All of the listing below must be repeated word for word. Pictures are the only thing to omit.

---

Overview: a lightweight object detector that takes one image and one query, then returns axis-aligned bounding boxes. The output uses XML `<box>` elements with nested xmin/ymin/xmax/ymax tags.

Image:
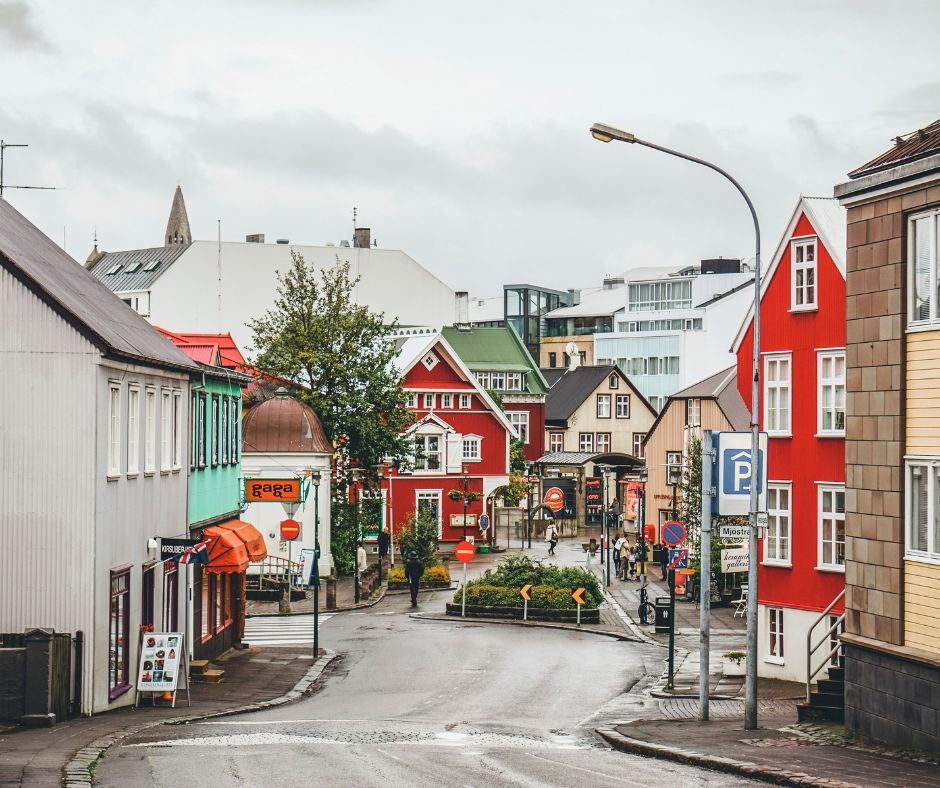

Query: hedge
<box><xmin>462</xmin><ymin>555</ymin><xmax>603</xmax><ymax>608</ymax></box>
<box><xmin>454</xmin><ymin>584</ymin><xmax>590</xmax><ymax>610</ymax></box>
<box><xmin>388</xmin><ymin>564</ymin><xmax>451</xmax><ymax>583</ymax></box>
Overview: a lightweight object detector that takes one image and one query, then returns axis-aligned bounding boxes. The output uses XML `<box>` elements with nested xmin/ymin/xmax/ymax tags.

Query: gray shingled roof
<box><xmin>0</xmin><ymin>199</ymin><xmax>198</xmax><ymax>372</ymax></box>
<box><xmin>88</xmin><ymin>243</ymin><xmax>190</xmax><ymax>293</ymax></box>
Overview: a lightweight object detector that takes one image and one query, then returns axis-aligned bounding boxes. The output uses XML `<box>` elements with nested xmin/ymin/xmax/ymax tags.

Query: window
<box><xmin>549</xmin><ymin>432</ymin><xmax>564</xmax><ymax>452</ymax></box>
<box><xmin>579</xmin><ymin>433</ymin><xmax>595</xmax><ymax>452</ymax></box>
<box><xmin>632</xmin><ymin>433</ymin><xmax>645</xmax><ymax>459</ymax></box>
<box><xmin>161</xmin><ymin>389</ymin><xmax>172</xmax><ymax>471</ymax></box>
<box><xmin>791</xmin><ymin>239</ymin><xmax>817</xmax><ymax>310</ymax></box>
<box><xmin>215</xmin><ymin>574</ymin><xmax>225</xmax><ymax>632</ymax></box>
<box><xmin>127</xmin><ymin>386</ymin><xmax>140</xmax><ymax>475</ymax></box>
<box><xmin>414</xmin><ymin>434</ymin><xmax>442</xmax><ymax>471</ymax></box>
<box><xmin>596</xmin><ymin>394</ymin><xmax>611</xmax><ymax>418</ymax></box>
<box><xmin>649</xmin><ymin>395</ymin><xmax>666</xmax><ymax>412</ymax></box>
<box><xmin>211</xmin><ymin>395</ymin><xmax>219</xmax><ymax>466</ymax></box>
<box><xmin>818</xmin><ymin>485</ymin><xmax>846</xmax><ymax>569</ymax></box>
<box><xmin>143</xmin><ymin>257</ymin><xmax>161</xmax><ymax>272</ymax></box>
<box><xmin>609</xmin><ymin>374</ymin><xmax>618</xmax><ymax>389</ymax></box>
<box><xmin>109</xmin><ymin>569</ymin><xmax>130</xmax><ymax>698</ymax></box>
<box><xmin>459</xmin><ymin>394</ymin><xmax>471</xmax><ymax>409</ymax></box>
<box><xmin>909</xmin><ymin>208</ymin><xmax>940</xmax><ymax>325</ymax></box>
<box><xmin>666</xmin><ymin>451</ymin><xmax>683</xmax><ymax>484</ymax></box>
<box><xmin>221</xmin><ymin>395</ymin><xmax>229</xmax><ymax>464</ymax></box>
<box><xmin>416</xmin><ymin>491</ymin><xmax>442</xmax><ymax>537</ymax></box>
<box><xmin>406</xmin><ymin>392</ymin><xmax>417</xmax><ymax>408</ymax></box>
<box><xmin>615</xmin><ymin>394</ymin><xmax>631</xmax><ymax>419</ymax></box>
<box><xmin>163</xmin><ymin>561</ymin><xmax>178</xmax><ymax>631</ymax></box>
<box><xmin>628</xmin><ymin>279</ymin><xmax>692</xmax><ymax>312</ymax></box>
<box><xmin>423</xmin><ymin>393</ymin><xmax>435</xmax><ymax>409</ymax></box>
<box><xmin>764</xmin><ymin>484</ymin><xmax>791</xmax><ymax>564</ymax></box>
<box><xmin>818</xmin><ymin>351</ymin><xmax>845</xmax><ymax>435</ymax></box>
<box><xmin>506</xmin><ymin>372</ymin><xmax>522</xmax><ymax>391</ymax></box>
<box><xmin>462</xmin><ymin>436</ymin><xmax>481</xmax><ymax>461</ymax></box>
<box><xmin>105</xmin><ymin>262</ymin><xmax>122</xmax><ymax>275</ymax></box>
<box><xmin>196</xmin><ymin>394</ymin><xmax>206</xmax><ymax>467</ymax></box>
<box><xmin>476</xmin><ymin>372</ymin><xmax>490</xmax><ymax>389</ymax></box>
<box><xmin>108</xmin><ymin>382</ymin><xmax>121</xmax><ymax>477</ymax></box>
<box><xmin>764</xmin><ymin>354</ymin><xmax>791</xmax><ymax>435</ymax></box>
<box><xmin>141</xmin><ymin>567</ymin><xmax>155</xmax><ymax>630</ymax></box>
<box><xmin>548</xmin><ymin>352</ymin><xmax>557</xmax><ymax>368</ymax></box>
<box><xmin>190</xmin><ymin>393</ymin><xmax>197</xmax><ymax>469</ymax></box>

---

Answer box:
Overview: a lightweight object detector that takes one image and one query, then returns axis-aligned bounding boxes. The output uses XML `<box>` elements with nested xmin/ymin/xmax/ymax tags.

Image:

Query: hedge
<box><xmin>462</xmin><ymin>555</ymin><xmax>603</xmax><ymax>608</ymax></box>
<box><xmin>454</xmin><ymin>584</ymin><xmax>590</xmax><ymax>610</ymax></box>
<box><xmin>388</xmin><ymin>564</ymin><xmax>451</xmax><ymax>583</ymax></box>
Overview: a lightweight object detector that takes one image and one query, then returns axis-aligned bounding boxes. The output uses XML `<box>` elements with nested xmin/ymin/xmax/ymax tags.

Query: gray shingled roof
<box><xmin>0</xmin><ymin>199</ymin><xmax>198</xmax><ymax>372</ymax></box>
<box><xmin>88</xmin><ymin>243</ymin><xmax>190</xmax><ymax>293</ymax></box>
Overview: a lightweight object detector that takes one image and one query, then returns axis-aligned bounding boxes. The output uses XML `<box>` elements with nested xmin/ymin/xmax/ymax tags.

Query: window
<box><xmin>549</xmin><ymin>432</ymin><xmax>564</xmax><ymax>452</ymax></box>
<box><xmin>579</xmin><ymin>433</ymin><xmax>595</xmax><ymax>452</ymax></box>
<box><xmin>632</xmin><ymin>433</ymin><xmax>645</xmax><ymax>459</ymax></box>
<box><xmin>161</xmin><ymin>389</ymin><xmax>172</xmax><ymax>471</ymax></box>
<box><xmin>791</xmin><ymin>239</ymin><xmax>817</xmax><ymax>310</ymax></box>
<box><xmin>215</xmin><ymin>574</ymin><xmax>225</xmax><ymax>632</ymax></box>
<box><xmin>127</xmin><ymin>386</ymin><xmax>140</xmax><ymax>475</ymax></box>
<box><xmin>414</xmin><ymin>434</ymin><xmax>442</xmax><ymax>471</ymax></box>
<box><xmin>596</xmin><ymin>394</ymin><xmax>611</xmax><ymax>418</ymax></box>
<box><xmin>649</xmin><ymin>395</ymin><xmax>666</xmax><ymax>412</ymax></box>
<box><xmin>211</xmin><ymin>395</ymin><xmax>219</xmax><ymax>466</ymax></box>
<box><xmin>818</xmin><ymin>485</ymin><xmax>846</xmax><ymax>569</ymax></box>
<box><xmin>143</xmin><ymin>257</ymin><xmax>161</xmax><ymax>272</ymax></box>
<box><xmin>609</xmin><ymin>374</ymin><xmax>618</xmax><ymax>389</ymax></box>
<box><xmin>109</xmin><ymin>569</ymin><xmax>130</xmax><ymax>698</ymax></box>
<box><xmin>459</xmin><ymin>394</ymin><xmax>471</xmax><ymax>409</ymax></box>
<box><xmin>909</xmin><ymin>208</ymin><xmax>940</xmax><ymax>325</ymax></box>
<box><xmin>666</xmin><ymin>451</ymin><xmax>683</xmax><ymax>484</ymax></box>
<box><xmin>221</xmin><ymin>395</ymin><xmax>229</xmax><ymax>464</ymax></box>
<box><xmin>416</xmin><ymin>491</ymin><xmax>442</xmax><ymax>537</ymax></box>
<box><xmin>406</xmin><ymin>392</ymin><xmax>417</xmax><ymax>408</ymax></box>
<box><xmin>615</xmin><ymin>394</ymin><xmax>631</xmax><ymax>419</ymax></box>
<box><xmin>163</xmin><ymin>561</ymin><xmax>178</xmax><ymax>631</ymax></box>
<box><xmin>628</xmin><ymin>279</ymin><xmax>692</xmax><ymax>312</ymax></box>
<box><xmin>423</xmin><ymin>393</ymin><xmax>435</xmax><ymax>409</ymax></box>
<box><xmin>764</xmin><ymin>484</ymin><xmax>791</xmax><ymax>564</ymax></box>
<box><xmin>818</xmin><ymin>351</ymin><xmax>845</xmax><ymax>435</ymax></box>
<box><xmin>506</xmin><ymin>372</ymin><xmax>522</xmax><ymax>391</ymax></box>
<box><xmin>462</xmin><ymin>436</ymin><xmax>481</xmax><ymax>461</ymax></box>
<box><xmin>105</xmin><ymin>262</ymin><xmax>122</xmax><ymax>275</ymax></box>
<box><xmin>196</xmin><ymin>394</ymin><xmax>206</xmax><ymax>467</ymax></box>
<box><xmin>476</xmin><ymin>372</ymin><xmax>490</xmax><ymax>389</ymax></box>
<box><xmin>108</xmin><ymin>382</ymin><xmax>121</xmax><ymax>477</ymax></box>
<box><xmin>764</xmin><ymin>354</ymin><xmax>791</xmax><ymax>435</ymax></box>
<box><xmin>141</xmin><ymin>567</ymin><xmax>155</xmax><ymax>630</ymax></box>
<box><xmin>548</xmin><ymin>352</ymin><xmax>557</xmax><ymax>368</ymax></box>
<box><xmin>190</xmin><ymin>393</ymin><xmax>197</xmax><ymax>469</ymax></box>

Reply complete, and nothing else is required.